# START OF TEXT PROVIDED
# What would you do?



## FarmallH (Dec 11, 2011)

My cdl project kind of hit a dead end, I found that the barrel is bad, the moment it get warms, like after 2 shots, she opens up....... The first 2 are dead on, anything after its off, its has to completely cool and be cleaned before it'll shoot again. I am trying to figure out if I should just dump it while I can and get a savage rifle similar to the XCR tactical or should I put a new barrel on it from shaw? What would you do?


----------



## Weasel (Jun 18, 2012)

I'd explore everything that might be contributing to the groups opening up before doing anything. It sounds like a bedding problem to me rather than a bad barrel. If after checking everything else out and determining that it is the barrel I'd go with an after market barrel.


----------



## youngdon (Mar 10, 2010)

I have a few questions..After 2 shots ? and cooling is not enough..it has to be cleaned too ? What model savage would you look to get ?


----------



## FarmallH (Dec 11, 2011)

well I put a rubber grommet under the barrel to replace the pressure point, groups tightened up, and it became more reliable when then barrel got hot, Where would be a place to start looking for the bedding problem? I checked the barrel a dozen times, its not touching and the barrel doesn't shift when the rear screw is loosened... I thought maybe the loads might be it, but I don't know. I figured floating the barrel and bedding would enhance the gun. I was thinking of a savage with a varmint barrel and chambered in 308. But rebarreling the gun with a varmint barrel might help a bit. Here is the best groups I got today.... They look nie until you realize that the3d round was always an inch from the last 2.


----------



## FarmallH (Dec 11, 2011)

I should explain it better lol, the 2 shots in the middle was supposed to be a 3 round group, the 3rd round is down in the bottom 3 round group. The other targets were 5 round gropus in the center about the size as the top of my fist, still not where it should be.


----------



## FarmallH (Dec 11, 2011)

Are the Savage 10 pc's any good?


----------



## youngdon (Mar 10, 2010)

Are these handloads,? are they stacked in the magazine and shot or single fed ? What happens on a five round group, where do shots four and five go ?


----------



## FarmallH (Dec 11, 2011)
# END OF TEXT PROVIDED
# START OF MATERIAL PROVIDED
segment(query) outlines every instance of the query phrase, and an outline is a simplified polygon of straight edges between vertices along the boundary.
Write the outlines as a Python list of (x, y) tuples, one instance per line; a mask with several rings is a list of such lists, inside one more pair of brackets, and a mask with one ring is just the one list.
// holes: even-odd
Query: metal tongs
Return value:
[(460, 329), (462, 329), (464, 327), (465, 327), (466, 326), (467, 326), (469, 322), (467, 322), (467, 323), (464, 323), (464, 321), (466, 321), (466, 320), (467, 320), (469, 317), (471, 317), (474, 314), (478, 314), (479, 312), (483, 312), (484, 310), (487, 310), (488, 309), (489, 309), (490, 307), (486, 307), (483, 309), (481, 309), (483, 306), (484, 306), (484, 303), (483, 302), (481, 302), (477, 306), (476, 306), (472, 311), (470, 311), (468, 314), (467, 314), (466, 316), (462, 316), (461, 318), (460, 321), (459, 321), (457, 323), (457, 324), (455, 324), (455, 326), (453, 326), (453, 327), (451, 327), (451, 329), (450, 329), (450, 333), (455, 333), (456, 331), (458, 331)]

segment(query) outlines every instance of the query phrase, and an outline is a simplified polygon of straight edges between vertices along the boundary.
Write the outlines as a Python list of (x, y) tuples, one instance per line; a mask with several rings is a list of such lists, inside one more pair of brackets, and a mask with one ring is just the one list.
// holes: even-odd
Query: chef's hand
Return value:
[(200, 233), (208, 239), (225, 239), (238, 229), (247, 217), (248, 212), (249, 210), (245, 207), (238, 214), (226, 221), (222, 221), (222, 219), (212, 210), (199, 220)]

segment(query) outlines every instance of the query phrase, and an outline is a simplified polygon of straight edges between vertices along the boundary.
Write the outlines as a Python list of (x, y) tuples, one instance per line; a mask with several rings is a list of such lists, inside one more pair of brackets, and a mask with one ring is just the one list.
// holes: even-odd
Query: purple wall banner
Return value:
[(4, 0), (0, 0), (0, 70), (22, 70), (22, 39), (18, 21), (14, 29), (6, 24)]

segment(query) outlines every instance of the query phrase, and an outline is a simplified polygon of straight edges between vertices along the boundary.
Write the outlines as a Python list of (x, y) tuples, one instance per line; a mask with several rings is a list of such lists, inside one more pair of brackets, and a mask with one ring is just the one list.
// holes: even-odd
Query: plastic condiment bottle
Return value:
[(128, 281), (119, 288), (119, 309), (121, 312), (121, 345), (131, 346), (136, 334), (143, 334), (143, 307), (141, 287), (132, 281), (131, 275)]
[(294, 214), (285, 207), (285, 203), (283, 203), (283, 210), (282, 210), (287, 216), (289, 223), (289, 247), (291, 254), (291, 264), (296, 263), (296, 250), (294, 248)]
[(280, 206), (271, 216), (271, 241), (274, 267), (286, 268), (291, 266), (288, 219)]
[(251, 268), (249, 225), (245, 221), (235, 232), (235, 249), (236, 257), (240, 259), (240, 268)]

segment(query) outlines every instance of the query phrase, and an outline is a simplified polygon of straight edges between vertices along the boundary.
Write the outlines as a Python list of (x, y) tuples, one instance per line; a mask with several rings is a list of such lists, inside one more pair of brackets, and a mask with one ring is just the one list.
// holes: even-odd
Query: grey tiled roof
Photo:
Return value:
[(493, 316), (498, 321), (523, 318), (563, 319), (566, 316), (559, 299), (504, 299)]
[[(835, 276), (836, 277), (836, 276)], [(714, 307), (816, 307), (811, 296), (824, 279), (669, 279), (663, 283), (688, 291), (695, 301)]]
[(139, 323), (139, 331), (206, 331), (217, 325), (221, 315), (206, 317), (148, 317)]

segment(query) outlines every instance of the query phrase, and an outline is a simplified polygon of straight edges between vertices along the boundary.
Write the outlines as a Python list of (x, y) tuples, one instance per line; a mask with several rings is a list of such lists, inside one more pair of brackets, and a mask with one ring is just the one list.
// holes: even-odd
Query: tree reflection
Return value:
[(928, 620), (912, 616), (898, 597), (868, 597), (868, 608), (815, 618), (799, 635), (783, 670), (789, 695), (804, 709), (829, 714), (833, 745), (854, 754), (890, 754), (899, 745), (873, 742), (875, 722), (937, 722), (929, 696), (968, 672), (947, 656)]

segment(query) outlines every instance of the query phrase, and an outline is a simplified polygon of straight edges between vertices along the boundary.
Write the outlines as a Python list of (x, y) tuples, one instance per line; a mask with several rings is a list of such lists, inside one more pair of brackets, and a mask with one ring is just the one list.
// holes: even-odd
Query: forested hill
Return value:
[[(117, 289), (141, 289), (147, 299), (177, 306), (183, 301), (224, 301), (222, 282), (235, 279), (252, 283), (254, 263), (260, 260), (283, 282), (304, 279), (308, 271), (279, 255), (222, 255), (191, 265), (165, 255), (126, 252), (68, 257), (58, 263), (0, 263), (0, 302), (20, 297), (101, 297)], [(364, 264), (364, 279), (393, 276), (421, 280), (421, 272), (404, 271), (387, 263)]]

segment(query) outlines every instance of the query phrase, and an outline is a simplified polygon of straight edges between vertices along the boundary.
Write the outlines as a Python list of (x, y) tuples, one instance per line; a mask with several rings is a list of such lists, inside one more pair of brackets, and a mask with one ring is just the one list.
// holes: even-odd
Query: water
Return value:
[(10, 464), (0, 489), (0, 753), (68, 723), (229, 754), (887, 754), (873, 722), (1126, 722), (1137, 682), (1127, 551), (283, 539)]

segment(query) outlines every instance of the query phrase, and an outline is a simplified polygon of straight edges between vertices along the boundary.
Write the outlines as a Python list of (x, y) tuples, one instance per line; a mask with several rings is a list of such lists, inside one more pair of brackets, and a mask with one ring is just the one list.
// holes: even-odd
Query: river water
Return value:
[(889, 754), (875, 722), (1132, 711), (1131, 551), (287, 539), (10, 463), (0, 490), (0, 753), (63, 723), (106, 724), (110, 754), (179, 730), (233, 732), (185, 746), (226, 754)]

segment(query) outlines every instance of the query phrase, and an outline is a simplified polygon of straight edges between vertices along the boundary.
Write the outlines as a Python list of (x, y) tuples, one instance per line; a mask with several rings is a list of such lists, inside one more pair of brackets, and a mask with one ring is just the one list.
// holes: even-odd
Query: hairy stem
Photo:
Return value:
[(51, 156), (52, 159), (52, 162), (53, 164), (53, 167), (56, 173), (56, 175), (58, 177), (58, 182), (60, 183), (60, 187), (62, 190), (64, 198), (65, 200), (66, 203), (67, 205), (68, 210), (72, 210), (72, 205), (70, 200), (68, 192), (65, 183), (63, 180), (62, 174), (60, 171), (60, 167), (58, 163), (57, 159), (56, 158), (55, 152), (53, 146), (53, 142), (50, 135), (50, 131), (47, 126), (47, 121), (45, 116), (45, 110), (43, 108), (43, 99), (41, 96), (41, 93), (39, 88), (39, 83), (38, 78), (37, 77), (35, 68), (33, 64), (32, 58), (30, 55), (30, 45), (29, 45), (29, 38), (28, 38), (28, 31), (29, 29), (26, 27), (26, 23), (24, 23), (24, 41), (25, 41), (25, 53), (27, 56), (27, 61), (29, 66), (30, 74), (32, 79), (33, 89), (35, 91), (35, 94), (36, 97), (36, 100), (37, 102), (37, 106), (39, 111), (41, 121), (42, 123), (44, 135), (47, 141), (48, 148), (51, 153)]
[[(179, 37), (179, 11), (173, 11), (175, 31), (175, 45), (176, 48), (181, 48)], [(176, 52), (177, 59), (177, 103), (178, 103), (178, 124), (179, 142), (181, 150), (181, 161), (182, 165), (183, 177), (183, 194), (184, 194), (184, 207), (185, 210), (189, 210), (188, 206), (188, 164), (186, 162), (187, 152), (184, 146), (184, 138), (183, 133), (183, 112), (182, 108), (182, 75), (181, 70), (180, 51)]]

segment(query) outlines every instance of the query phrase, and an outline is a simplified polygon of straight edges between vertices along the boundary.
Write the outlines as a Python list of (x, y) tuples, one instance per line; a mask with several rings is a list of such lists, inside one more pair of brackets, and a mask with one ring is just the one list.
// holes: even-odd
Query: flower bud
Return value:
# END OF MATERIAL PROVIDED
**REQUIREMENT**
Extract the portion of the rifle forum thread above that lies between "## Weasel (Jun" and "look to get ?", inclusive.

**CORRECT ANSWER**
## Weasel (Jun 18, 2012)

I'd explore everything that might be contributing to the groups opening up before doing anything. It sounds like a bedding problem to me rather than a bad barrel. If after checking everything else out and determining that it is the barrel I'd go with an after market barrel.


----------



## youngdon (Mar 10, 2010)

I have a few questions..After 2 shots ? and cooling is not enough..it has to be cleaned too ? What model savage would you look to get ?